→ Problem details: Please copy the rows below character for character, starting at the first one and stopping after the line that contains "# the even-odd rule decides holes".

(Polygon annotations for photographs)
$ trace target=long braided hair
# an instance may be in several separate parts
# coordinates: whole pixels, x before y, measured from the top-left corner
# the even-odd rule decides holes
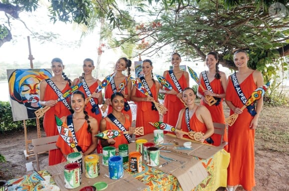
[[[150,65],[150,66],[152,66],[152,62],[151,62],[151,60],[150,60],[148,59],[146,59],[144,60],[143,61],[143,63],[144,63],[144,62],[148,62],[149,63],[149,65]],[[153,82],[153,83],[155,84],[155,81],[154,81],[154,79],[153,79],[153,74],[152,73],[152,70],[151,70],[151,77],[152,78],[152,81]]]
[[[63,65],[62,60],[59,58],[54,58],[52,59],[52,60],[51,61],[51,64],[53,62],[59,62],[61,63],[61,65]],[[68,81],[68,83],[69,83],[69,86],[71,86],[71,80],[70,80],[70,79],[67,77],[64,72],[62,72],[62,76],[63,76],[65,80]]]
[[[79,90],[76,90],[72,93],[72,95],[71,95],[71,96],[73,96],[73,95],[75,94],[80,95],[81,96],[81,97],[82,98],[83,98],[83,101],[85,101],[85,97],[84,96],[84,94],[82,92],[81,92]],[[90,121],[89,121],[88,120],[89,119],[89,116],[88,116],[87,112],[86,111],[85,111],[85,108],[84,108],[83,109],[83,113],[84,113],[84,115],[85,115],[85,117],[84,117],[84,119],[86,120],[86,122],[87,123],[87,124],[88,125],[88,127],[87,127],[87,131],[89,133],[91,133],[91,127],[90,127]]]
[[[212,55],[215,57],[216,60],[218,60],[218,62],[216,63],[216,74],[215,74],[215,78],[219,79],[221,78],[221,75],[220,75],[220,70],[219,70],[219,64],[220,64],[220,62],[218,58],[218,54],[215,52],[210,52],[207,54],[207,56],[208,55]]]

→ Final result:
$ trace target=long braided hair
# an instance may be in several separate parts
# coordinates: whole pixels, x before y, measured from the top-left corner
# the even-odd rule decides holes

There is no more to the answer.